In the article on the anti-fracking protest below, how many police cars were set on fire after Chief Arren Sock was arrested? Please answer briefly.

**Selected passage**
* * *

October 21, 2013
This week’s anti-fracking protest has put Canada’s First Nations at the forefront of Canada’s political life, injecting spirit back into our moribund political scene. Canadians watching the evening news were shocked by scenes of burning police cars, an riot squad of 100 police wielding tear gas and tasers on horseback.
Demonstrations to protest shale gas exploration on native lands near Rexton, New Brunswick, had been mounting for months, and when the RCMP moved in to take down the Mikmaq Elsipogtog tribe’s barriers, it was hardly surprising that the standoff became violent, starting with demonstrators throwing rocks, bottles and paint, and, when Chief Arren Sock was arrested, setting fire to six police cars. At least 40 people were arrested Thursday for violating a court-order injunction and disturbing the peace.
Fracking is a method of gas extraction where water is mixed with sand and chemicals and injected at high pressure into a wellbore to create small fractures, yielding natural gas and petroleum. In the process, it pollutes ground water, which now bears toxic chemicals and dangerously high levels of radiation, as well as emitting foul odors. The local Mikmaq claim that the Canadian subsidiary of the American frackers, Southwest Energy (SWN), is operating illegally on tribal land, and activists began blocking the highway between Rexton and Sainte-Anne-de-Kent on 28 September. SWN used its muscle and money to get a court injunction evicting the protestors.

* * *

Rows drawn from a dataset:

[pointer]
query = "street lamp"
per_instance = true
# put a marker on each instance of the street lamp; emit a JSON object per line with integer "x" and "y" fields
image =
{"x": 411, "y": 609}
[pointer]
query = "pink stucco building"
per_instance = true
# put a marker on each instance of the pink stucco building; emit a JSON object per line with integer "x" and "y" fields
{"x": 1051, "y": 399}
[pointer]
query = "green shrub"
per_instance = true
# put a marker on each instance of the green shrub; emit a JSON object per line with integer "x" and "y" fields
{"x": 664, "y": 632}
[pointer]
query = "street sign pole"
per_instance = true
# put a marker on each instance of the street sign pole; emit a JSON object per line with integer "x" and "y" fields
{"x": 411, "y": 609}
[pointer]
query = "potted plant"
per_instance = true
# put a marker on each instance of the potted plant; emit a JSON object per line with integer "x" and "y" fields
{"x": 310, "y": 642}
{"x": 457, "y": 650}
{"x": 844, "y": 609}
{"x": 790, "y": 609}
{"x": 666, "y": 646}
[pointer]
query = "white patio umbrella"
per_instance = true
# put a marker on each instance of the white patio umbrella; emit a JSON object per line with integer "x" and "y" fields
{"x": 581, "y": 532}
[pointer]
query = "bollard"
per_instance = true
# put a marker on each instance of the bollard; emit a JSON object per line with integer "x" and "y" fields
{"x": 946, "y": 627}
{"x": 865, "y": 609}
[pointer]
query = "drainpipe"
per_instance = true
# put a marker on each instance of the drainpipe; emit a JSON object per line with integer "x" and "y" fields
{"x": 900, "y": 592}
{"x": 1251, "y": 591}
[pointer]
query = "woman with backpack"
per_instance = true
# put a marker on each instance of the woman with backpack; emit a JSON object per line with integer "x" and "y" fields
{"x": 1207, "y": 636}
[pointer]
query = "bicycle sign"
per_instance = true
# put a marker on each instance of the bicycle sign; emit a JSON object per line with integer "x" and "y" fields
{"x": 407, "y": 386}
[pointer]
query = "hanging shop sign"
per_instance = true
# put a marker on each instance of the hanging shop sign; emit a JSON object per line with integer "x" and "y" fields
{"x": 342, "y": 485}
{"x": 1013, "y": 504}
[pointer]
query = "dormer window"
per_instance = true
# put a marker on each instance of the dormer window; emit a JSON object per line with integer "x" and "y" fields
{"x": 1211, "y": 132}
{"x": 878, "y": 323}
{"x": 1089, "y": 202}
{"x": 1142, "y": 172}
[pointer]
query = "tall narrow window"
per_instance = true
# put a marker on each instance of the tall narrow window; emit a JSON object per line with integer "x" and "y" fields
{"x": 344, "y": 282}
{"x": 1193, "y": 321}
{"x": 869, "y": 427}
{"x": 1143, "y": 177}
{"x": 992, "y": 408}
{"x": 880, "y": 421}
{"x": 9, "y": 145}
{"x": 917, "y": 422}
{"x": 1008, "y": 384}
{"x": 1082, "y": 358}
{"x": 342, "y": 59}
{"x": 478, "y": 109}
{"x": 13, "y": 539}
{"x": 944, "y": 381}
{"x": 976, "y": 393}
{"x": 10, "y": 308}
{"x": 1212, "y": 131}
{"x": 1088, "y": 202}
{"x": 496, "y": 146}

* * *

**Your response**
Six police cars.